> **WHAT YOU HAVE TO DO**: Once you have read the entries below, repeat all of them exactly.

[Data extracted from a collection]

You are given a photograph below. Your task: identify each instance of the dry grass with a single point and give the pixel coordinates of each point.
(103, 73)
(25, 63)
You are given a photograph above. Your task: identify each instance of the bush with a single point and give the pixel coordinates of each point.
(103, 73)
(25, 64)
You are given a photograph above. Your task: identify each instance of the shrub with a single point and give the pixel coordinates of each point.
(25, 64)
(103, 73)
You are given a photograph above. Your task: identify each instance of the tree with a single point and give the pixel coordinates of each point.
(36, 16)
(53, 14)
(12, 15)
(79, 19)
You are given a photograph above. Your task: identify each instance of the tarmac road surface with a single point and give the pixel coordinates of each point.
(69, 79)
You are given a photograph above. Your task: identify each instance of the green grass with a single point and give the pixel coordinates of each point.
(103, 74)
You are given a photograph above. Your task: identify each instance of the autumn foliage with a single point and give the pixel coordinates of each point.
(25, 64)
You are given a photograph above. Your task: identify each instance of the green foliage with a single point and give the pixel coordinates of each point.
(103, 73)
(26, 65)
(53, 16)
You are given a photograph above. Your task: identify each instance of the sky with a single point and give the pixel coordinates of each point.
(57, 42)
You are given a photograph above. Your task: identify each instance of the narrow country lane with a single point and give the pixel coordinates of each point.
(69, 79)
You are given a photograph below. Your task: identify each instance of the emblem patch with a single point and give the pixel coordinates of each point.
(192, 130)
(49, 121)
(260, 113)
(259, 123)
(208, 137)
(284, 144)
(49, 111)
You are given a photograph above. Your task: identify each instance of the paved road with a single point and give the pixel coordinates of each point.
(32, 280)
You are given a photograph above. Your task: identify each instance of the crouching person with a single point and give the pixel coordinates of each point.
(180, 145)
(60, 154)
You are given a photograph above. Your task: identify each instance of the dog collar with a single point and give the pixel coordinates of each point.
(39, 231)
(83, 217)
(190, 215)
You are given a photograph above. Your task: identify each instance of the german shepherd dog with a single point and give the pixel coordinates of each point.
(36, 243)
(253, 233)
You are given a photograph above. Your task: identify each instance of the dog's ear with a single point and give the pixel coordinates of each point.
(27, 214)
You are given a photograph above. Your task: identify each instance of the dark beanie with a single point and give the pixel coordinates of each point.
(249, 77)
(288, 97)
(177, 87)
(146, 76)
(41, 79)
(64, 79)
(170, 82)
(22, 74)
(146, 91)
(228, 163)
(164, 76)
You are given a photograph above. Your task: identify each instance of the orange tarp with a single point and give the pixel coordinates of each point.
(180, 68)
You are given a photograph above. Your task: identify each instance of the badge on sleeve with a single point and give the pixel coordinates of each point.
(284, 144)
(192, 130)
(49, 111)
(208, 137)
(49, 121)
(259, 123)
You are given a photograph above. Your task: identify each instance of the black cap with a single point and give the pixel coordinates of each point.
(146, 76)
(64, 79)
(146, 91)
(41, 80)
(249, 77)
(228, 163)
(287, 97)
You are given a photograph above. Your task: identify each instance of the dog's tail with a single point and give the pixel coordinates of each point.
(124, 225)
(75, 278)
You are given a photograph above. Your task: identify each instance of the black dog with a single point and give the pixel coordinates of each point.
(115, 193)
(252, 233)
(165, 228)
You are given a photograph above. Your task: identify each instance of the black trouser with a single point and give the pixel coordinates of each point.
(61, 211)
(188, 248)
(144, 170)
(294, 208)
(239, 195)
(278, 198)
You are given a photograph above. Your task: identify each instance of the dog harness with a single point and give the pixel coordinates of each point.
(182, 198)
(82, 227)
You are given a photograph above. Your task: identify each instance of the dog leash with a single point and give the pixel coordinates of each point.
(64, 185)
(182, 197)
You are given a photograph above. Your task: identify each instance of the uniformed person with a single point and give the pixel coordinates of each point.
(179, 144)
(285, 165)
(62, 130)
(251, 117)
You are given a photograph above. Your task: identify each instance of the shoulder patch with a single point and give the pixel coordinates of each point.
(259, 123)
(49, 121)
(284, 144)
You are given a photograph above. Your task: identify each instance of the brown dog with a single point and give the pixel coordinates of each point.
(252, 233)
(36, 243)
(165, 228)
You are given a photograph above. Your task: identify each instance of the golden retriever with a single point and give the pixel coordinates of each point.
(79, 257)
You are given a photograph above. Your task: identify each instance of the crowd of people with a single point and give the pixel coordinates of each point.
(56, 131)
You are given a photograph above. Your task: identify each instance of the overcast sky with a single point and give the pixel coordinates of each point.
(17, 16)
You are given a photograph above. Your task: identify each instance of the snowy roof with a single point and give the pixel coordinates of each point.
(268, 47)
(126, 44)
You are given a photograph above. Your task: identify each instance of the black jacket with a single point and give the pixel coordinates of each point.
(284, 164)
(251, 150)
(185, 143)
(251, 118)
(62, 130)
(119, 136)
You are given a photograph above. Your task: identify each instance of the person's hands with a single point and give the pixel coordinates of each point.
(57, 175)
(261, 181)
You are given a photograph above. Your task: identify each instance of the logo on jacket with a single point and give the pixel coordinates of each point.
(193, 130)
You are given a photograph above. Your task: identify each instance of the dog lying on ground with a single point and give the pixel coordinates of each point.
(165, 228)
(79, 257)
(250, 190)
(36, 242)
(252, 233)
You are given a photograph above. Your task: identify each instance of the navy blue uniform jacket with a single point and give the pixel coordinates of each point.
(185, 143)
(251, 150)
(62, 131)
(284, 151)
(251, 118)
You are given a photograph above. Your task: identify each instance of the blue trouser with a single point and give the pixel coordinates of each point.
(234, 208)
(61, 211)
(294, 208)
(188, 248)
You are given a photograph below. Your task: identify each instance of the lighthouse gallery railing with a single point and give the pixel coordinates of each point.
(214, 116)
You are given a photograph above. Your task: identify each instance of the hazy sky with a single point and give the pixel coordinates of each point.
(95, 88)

> **ANSWER BOX**:
You are given a photograph below. Your task: identify each instance of the dry grass with a single point and give the pixel coordinates of each point.
(103, 73)
(25, 63)
You are given a photograph above. Your task: identify each instance of the bush with a single point and give the pixel coordinates of each point.
(103, 73)
(25, 64)
You are given a photograph above. Your task: identify each instance of the shrub with a single point and give the pixel coordinates of each point.
(25, 64)
(103, 73)
You are given a photograph above. Your task: identify each instance of the tree with a single point and give the pixel coordinates of each point.
(36, 16)
(53, 14)
(12, 15)
(79, 19)
You are given a photograph above. Your task: identify each instance of the tarmac road surface with a single point and give the pixel coordinates of each point.
(69, 79)
You are given a photograph above. Your task: identify each instance of the green grass with a single point and give the pixel coordinates of each point.
(103, 74)
You are given a photograph above. Your task: identify each instance of the autumn foliage with a single point and give the pixel coordinates of each point.
(25, 64)
You are given a photograph above. Your task: identify each instance of the green foliage with a single point and give the pixel coordinates of each point.
(103, 73)
(26, 65)
(53, 16)
You are given a photograph above. Your task: identify each instance of the sky with a single point and give the pixel coordinates of each point.
(57, 42)
You are given a photograph above. Your task: identify each instance of the narrow country lane with a single point and give the pixel coordinates of each point.
(69, 79)
You are given a photograph below. Your task: identify each instance of the emblem patch with a single point and give the pixel coordinates of each point.
(192, 130)
(49, 121)
(260, 113)
(259, 123)
(208, 137)
(284, 144)
(49, 111)
You are given a photograph above. Your task: identify each instance of the paved road with a single point and give the pixel coordinates of each point.
(32, 280)
You are given a photograph above. Your task: identify each instance of the crouching person with a single point and give the pixel coordinates of each point.
(180, 145)
(60, 154)
You are given a photograph above. Your task: identify each instance of the dog collar with a single point and give the pixel coordinates of each point.
(39, 231)
(83, 217)
(190, 215)
You are given a photograph above. Your task: identify each instance of the german shepherd dog with a single point and give the pixel coordinates of each point.
(36, 243)
(253, 233)
You are given a photograph above. Your task: identify each instance of the dog's ear with a single point and give the pixel coordinates of each point.
(27, 214)
You are given a photograph above. Your task: identify each instance of the dark beanie with a single point and give the pixel coordinates of each point.
(249, 77)
(288, 97)
(177, 87)
(146, 76)
(41, 79)
(64, 79)
(170, 82)
(22, 74)
(146, 91)
(228, 163)
(164, 76)
You are given a photograph above. Your task: identify each instance of the orange tarp with a single point and give the pixel coordinates of each point.
(180, 68)
You are given a photograph above. Your task: identify each instance of the badge on sleeve with a single point and give the pixel coordinates of each point.
(284, 144)
(192, 130)
(49, 111)
(208, 137)
(49, 121)
(259, 123)
You are given a photograph above. Your task: identify each instance of the black cap with a single point and give the pixel coordinates of each point.
(146, 76)
(64, 79)
(146, 91)
(41, 80)
(249, 77)
(228, 163)
(287, 97)
You are given a photograph above. Your task: identify each instance of the dog's tail with a single point and give the pixel coordinates of each point.
(124, 225)
(75, 278)
You are given a photograph above. Your task: identify each instance of the black dog with a single point and give the pixel coordinates of each point.
(115, 193)
(252, 233)
(165, 228)
You are given a photograph above. Your task: identify each instance of the black trouser with a single point and give the pixel coordinates of each point.
(61, 211)
(188, 248)
(144, 170)
(294, 208)
(239, 195)
(278, 198)
You are given a photograph above. Your task: identify each instance of the dog harness with a single point and give the pixel coordinates of each point.
(182, 198)
(82, 227)
You are given a photograph above. Your task: identify each instance of the dog leash with a single point and give the pixel coordinates of each point.
(64, 185)
(182, 197)
You are given a photograph above. Your task: identify each instance of the uniformed person with a single point and give the pixel coordinates of each point.
(179, 144)
(285, 165)
(62, 130)
(251, 117)
You are given a photograph above. Your task: identify each instance of the shoulder patch with a single point and give the pixel coordinates of each point.
(259, 123)
(49, 121)
(284, 144)
You are given a photograph above. Your task: identify each instance of the brown dog with a single point and give the pixel coordinates of each point.
(252, 233)
(36, 243)
(165, 228)
You are given a photograph above. Your task: identify each instance of the golden retriever with a single point and give the pixel coordinates of each point.
(79, 257)
You are given a photograph above. Your task: identify each instance of the crowd of people with a single point and give the pixel coordinates of each point.
(56, 131)
You are given a photograph above. Your task: identify each instance of the overcast sky with a single point and give the pixel coordinates of each point.
(17, 16)
You are given a photograph above. Your task: identify each instance of the snowy roof with a single point and give the pixel coordinates of each point.
(268, 47)
(126, 44)
You are given a photograph above. Your task: identify each instance of the black jacket with a single point and give the pixel coordinates of each point.
(284, 164)
(251, 150)
(185, 143)
(251, 118)
(62, 130)
(119, 136)
You are given a photograph above. Your task: identify each instance of the person's hands with a single point and give the pixel coordinates of each point.
(57, 175)
(261, 181)
You are given a photograph above. Your task: identify each instance of the logo on jacket with a single point and give the pixel coordinates of each point.
(193, 130)
You are given a photograph above. Your task: identify each instance of the dog lying on ground with a single point and give the pixel coordinates of each point.
(165, 228)
(79, 257)
(250, 190)
(36, 242)
(252, 233)
You are given a photograph above. Your task: identify each instance of the navy blue uniform jacket with a single point and give the pixel coordinates of each point.
(185, 143)
(251, 150)
(62, 131)
(284, 151)
(251, 118)
You are given a photograph above. Your task: identify each instance of the blue trouser with a single point and give the pixel coordinates of each point.
(234, 208)
(61, 211)
(294, 208)
(188, 248)
You are given a photograph below. Your task: identify each instance of the lighthouse gallery railing with a single point and give the pixel coordinates of each point.
(214, 116)
You are given a photograph above. Your task: identify each instance of the hazy sky with a single point and give the pixel coordinates of each point.
(95, 88)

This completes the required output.